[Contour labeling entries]
'''

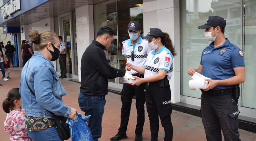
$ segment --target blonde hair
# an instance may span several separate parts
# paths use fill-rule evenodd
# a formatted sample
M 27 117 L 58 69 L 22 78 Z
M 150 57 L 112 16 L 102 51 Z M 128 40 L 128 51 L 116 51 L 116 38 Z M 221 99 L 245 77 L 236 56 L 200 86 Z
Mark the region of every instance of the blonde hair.
M 53 43 L 59 42 L 56 33 L 51 31 L 43 31 L 38 33 L 37 31 L 30 31 L 28 36 L 31 42 L 34 43 L 33 50 L 40 51 L 46 47 L 49 42 Z

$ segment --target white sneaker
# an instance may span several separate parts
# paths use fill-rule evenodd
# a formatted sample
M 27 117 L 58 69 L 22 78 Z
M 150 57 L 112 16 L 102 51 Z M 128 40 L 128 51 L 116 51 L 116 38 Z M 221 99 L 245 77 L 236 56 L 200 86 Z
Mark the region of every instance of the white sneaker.
M 8 79 L 6 79 L 6 78 L 4 78 L 3 79 L 4 81 L 8 81 L 9 80 Z

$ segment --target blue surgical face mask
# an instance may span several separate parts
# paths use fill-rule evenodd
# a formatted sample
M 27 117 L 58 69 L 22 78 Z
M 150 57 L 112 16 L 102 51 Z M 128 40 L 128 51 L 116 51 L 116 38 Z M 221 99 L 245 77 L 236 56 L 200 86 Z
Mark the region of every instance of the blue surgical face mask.
M 135 41 L 139 36 L 139 34 L 137 33 L 128 32 L 128 33 L 129 33 L 129 36 L 130 37 L 130 38 L 132 41 Z

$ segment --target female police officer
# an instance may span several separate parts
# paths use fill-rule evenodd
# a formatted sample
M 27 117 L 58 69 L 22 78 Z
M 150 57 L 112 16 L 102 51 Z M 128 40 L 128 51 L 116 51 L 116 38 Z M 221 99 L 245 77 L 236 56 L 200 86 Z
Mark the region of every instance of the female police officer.
M 144 67 L 126 63 L 126 69 L 144 74 L 144 78 L 134 76 L 136 81 L 132 85 L 147 82 L 146 102 L 150 123 L 151 141 L 157 141 L 159 124 L 158 115 L 165 130 L 165 141 L 173 139 L 173 128 L 171 120 L 171 107 L 169 80 L 173 71 L 174 49 L 169 35 L 159 29 L 151 28 L 144 37 L 152 51 L 147 58 Z

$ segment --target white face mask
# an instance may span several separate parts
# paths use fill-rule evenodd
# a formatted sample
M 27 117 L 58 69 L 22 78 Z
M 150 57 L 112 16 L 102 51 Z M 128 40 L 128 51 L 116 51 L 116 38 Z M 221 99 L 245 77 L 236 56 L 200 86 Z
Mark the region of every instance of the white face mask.
M 148 44 L 148 46 L 151 49 L 156 50 L 157 49 L 158 47 L 158 43 L 156 45 L 155 45 L 155 44 L 154 43 L 154 42 L 155 41 L 156 41 L 157 40 L 157 39 L 156 39 L 156 40 L 154 41 L 154 42 L 151 42 Z
M 130 38 L 132 41 L 135 41 L 139 36 L 139 34 L 137 33 L 130 33 L 128 32 L 129 33 L 129 36 Z
M 205 32 L 204 33 L 204 36 L 205 36 L 205 38 L 206 39 L 206 40 L 211 42 L 213 42 L 215 41 L 215 39 L 216 39 L 216 37 L 217 36 L 217 35 L 218 35 L 218 34 L 219 33 L 217 33 L 217 34 L 216 35 L 216 36 L 215 37 L 212 37 L 211 32 L 213 32 L 215 29 L 216 28 L 213 29 L 213 30 L 211 31 L 211 32 Z

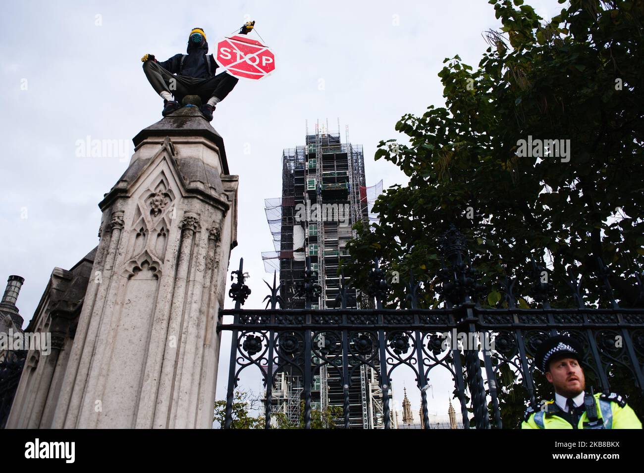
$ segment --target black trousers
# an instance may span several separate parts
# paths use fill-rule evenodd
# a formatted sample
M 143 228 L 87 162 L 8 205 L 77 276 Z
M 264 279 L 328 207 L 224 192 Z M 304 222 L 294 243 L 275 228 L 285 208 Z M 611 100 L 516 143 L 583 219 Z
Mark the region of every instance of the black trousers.
M 212 97 L 223 100 L 239 82 L 227 72 L 207 79 L 175 75 L 153 60 L 143 63 L 143 71 L 156 93 L 169 92 L 180 104 L 186 95 L 198 95 L 204 104 Z

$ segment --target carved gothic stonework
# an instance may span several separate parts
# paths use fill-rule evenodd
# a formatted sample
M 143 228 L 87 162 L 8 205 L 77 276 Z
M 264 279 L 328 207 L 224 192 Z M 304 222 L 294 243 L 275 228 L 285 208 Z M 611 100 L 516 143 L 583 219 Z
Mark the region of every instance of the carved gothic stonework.
M 167 198 L 161 192 L 155 192 L 150 196 L 150 214 L 155 218 L 161 214 L 167 205 Z
M 214 240 L 215 243 L 218 243 L 222 239 L 221 231 L 216 227 L 212 227 L 209 230 L 208 230 L 208 238 L 212 238 Z
M 64 346 L 65 346 L 64 334 L 60 333 L 52 333 L 52 348 L 57 350 L 61 350 L 62 349 L 62 347 L 64 347 Z
M 109 222 L 109 229 L 122 228 L 125 227 L 125 222 L 123 221 L 123 212 L 115 212 L 112 216 L 112 219 Z
M 200 228 L 201 225 L 199 224 L 199 220 L 196 217 L 193 217 L 191 215 L 184 217 L 183 220 L 181 221 L 182 230 L 192 230 L 193 232 L 196 232 Z

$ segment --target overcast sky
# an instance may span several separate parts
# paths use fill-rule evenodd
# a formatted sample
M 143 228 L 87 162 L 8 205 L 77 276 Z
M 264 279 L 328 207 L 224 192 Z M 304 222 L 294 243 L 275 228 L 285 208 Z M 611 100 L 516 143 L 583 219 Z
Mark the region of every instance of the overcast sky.
M 562 8 L 556 0 L 527 3 L 547 19 Z M 258 82 L 240 80 L 212 122 L 240 176 L 231 269 L 244 258 L 248 308 L 263 307 L 260 253 L 272 250 L 263 199 L 279 196 L 282 149 L 304 144 L 305 120 L 313 133 L 316 120 L 335 130 L 339 118 L 343 142 L 348 125 L 351 142 L 364 146 L 367 185 L 404 184 L 397 167 L 374 161 L 378 142 L 401 138 L 394 126 L 403 114 L 443 106 L 443 59 L 458 54 L 475 67 L 488 47 L 482 32 L 500 26 L 486 0 L 3 3 L 0 284 L 10 274 L 24 277 L 17 304 L 24 326 L 53 268 L 69 269 L 98 243 L 97 203 L 127 167 L 131 138 L 162 118 L 162 99 L 140 57 L 185 53 L 195 26 L 214 52 L 249 18 L 274 52 L 276 70 Z M 77 142 L 87 136 L 122 140 L 128 150 L 79 157 Z M 218 398 L 227 376 L 223 348 Z M 433 379 L 430 413 L 446 414 L 450 378 Z M 255 390 L 258 378 L 248 381 Z M 404 382 L 417 412 L 414 376 L 393 378 L 396 408 Z

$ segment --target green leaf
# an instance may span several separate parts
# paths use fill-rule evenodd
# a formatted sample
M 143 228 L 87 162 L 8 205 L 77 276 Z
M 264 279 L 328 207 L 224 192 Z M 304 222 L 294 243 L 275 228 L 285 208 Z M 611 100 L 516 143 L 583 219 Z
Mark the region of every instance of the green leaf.
M 497 305 L 497 303 L 501 300 L 501 293 L 497 292 L 497 291 L 492 291 L 489 294 L 488 294 L 488 302 L 489 305 L 493 307 Z

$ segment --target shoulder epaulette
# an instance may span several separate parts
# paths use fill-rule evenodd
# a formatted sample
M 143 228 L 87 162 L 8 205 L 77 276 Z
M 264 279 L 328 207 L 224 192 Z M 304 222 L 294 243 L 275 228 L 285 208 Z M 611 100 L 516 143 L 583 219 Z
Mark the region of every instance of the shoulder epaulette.
M 609 394 L 601 393 L 600 395 L 600 399 L 604 401 L 611 401 L 612 402 L 616 402 L 619 404 L 620 407 L 623 407 L 626 405 L 626 400 L 624 399 L 623 396 L 621 394 L 618 394 L 616 393 L 610 393 Z

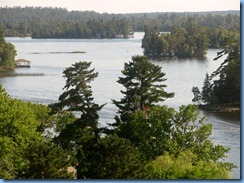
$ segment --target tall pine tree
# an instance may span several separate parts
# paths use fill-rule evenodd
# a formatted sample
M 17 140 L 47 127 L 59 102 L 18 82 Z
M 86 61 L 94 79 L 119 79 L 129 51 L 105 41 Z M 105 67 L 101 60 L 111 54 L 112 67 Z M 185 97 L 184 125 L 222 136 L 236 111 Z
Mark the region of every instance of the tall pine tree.
M 163 84 L 166 78 L 161 67 L 151 63 L 147 57 L 132 57 L 131 62 L 125 63 L 122 74 L 124 77 L 119 77 L 118 83 L 126 90 L 121 91 L 124 94 L 121 100 L 112 100 L 119 108 L 119 116 L 112 126 L 118 127 L 120 123 L 127 123 L 130 114 L 136 110 L 146 110 L 174 96 L 174 93 L 164 90 L 167 87 Z

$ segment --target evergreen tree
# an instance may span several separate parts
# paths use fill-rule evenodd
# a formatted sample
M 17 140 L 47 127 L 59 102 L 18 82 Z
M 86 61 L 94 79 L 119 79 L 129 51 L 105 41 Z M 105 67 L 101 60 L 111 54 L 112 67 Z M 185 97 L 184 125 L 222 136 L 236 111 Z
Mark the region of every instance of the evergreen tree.
M 166 85 L 163 82 L 166 79 L 161 67 L 144 56 L 132 57 L 131 62 L 125 63 L 122 73 L 125 77 L 120 77 L 118 83 L 126 90 L 121 91 L 124 97 L 120 101 L 112 100 L 119 108 L 119 117 L 116 117 L 117 122 L 113 126 L 128 122 L 129 115 L 136 110 L 146 110 L 174 96 L 174 93 L 164 90 Z
M 65 110 L 80 112 L 82 126 L 90 126 L 97 134 L 98 130 L 98 111 L 104 105 L 98 105 L 93 101 L 92 90 L 89 83 L 93 81 L 98 73 L 89 67 L 91 62 L 78 62 L 63 72 L 66 78 L 64 93 L 60 95 L 59 102 L 51 105 L 53 111 Z
M 225 40 L 224 50 L 217 53 L 214 60 L 218 60 L 223 55 L 227 58 L 219 68 L 211 74 L 211 79 L 216 76 L 219 79 L 213 81 L 213 95 L 217 97 L 219 103 L 240 102 L 240 83 L 241 83 L 241 53 L 240 37 Z
M 211 93 L 212 93 L 212 88 L 207 73 L 202 87 L 202 101 L 209 104 L 211 102 Z
M 14 45 L 5 41 L 4 33 L 0 29 L 0 71 L 15 68 L 15 55 Z
M 92 153 L 100 138 L 98 111 L 104 106 L 93 101 L 89 83 L 98 73 L 89 69 L 90 65 L 91 62 L 78 62 L 64 70 L 65 91 L 59 97 L 60 102 L 51 106 L 54 112 L 65 110 L 81 113 L 80 118 L 67 124 L 55 138 L 55 142 L 68 148 L 77 160 L 78 179 L 89 177 L 90 162 L 94 158 Z
M 192 99 L 192 102 L 197 102 L 198 104 L 201 103 L 202 95 L 198 87 L 192 87 L 192 93 L 194 95 L 194 98 Z

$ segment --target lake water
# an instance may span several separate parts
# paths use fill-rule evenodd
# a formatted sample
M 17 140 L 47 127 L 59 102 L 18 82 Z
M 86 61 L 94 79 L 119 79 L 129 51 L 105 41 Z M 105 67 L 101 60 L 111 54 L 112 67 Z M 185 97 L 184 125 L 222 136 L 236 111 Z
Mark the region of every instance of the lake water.
M 0 77 L 0 83 L 10 96 L 24 101 L 43 104 L 54 103 L 63 92 L 65 80 L 62 72 L 66 67 L 78 61 L 92 61 L 92 67 L 99 72 L 98 78 L 92 83 L 95 102 L 106 103 L 100 112 L 100 123 L 114 122 L 117 108 L 111 99 L 122 97 L 123 87 L 116 81 L 122 76 L 124 63 L 133 55 L 142 55 L 141 39 L 144 33 L 135 33 L 133 39 L 31 39 L 6 38 L 16 50 L 16 59 L 31 61 L 31 68 L 18 68 L 14 73 Z M 69 52 L 84 51 L 71 54 Z M 217 51 L 208 51 L 205 60 L 164 60 L 152 61 L 162 67 L 166 73 L 167 92 L 175 92 L 175 97 L 164 104 L 178 108 L 180 105 L 192 103 L 193 86 L 202 87 L 206 73 L 211 74 L 223 61 L 213 61 Z M 234 178 L 240 178 L 240 115 L 225 117 L 223 115 L 200 111 L 213 124 L 211 139 L 216 144 L 230 147 L 227 161 L 235 163 Z M 227 114 L 227 116 L 230 116 Z

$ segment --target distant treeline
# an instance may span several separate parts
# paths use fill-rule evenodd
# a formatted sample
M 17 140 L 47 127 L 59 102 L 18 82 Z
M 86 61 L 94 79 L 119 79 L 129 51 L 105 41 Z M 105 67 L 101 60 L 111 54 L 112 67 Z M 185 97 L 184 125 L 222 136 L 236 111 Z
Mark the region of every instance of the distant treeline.
M 240 11 L 100 14 L 41 7 L 0 8 L 0 28 L 5 36 L 127 38 L 133 31 L 145 31 L 145 27 L 157 26 L 161 32 L 172 32 L 181 28 L 189 17 L 199 26 L 240 29 Z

'''

WHAT NEEDS TO BE DONE.
Edit the items between the lines holding "--target black trousers" and "M 212 97 L 223", inclusive, so that "black trousers" becomes "navy trousers" and nothing else changes. Return only those lines.

FINAL ANSWER.
$ segment --target navy trousers
# an instance may span several separate parts
# paths use fill-rule evenodd
# a formatted sample
M 143 228 L 87 162 L 8 205 L 77 276 Z
M 264 279 L 328 207 L 224 192 Z M 304 222 L 294 243 L 275 228 L 285 208 Z M 611 100 L 516 143 L 583 219 Z
Mark the region of every instance of the navy trousers.
M 212 97 L 223 100 L 239 82 L 227 72 L 207 79 L 175 75 L 153 60 L 143 63 L 143 71 L 156 93 L 169 92 L 180 104 L 186 95 L 198 95 L 204 104 Z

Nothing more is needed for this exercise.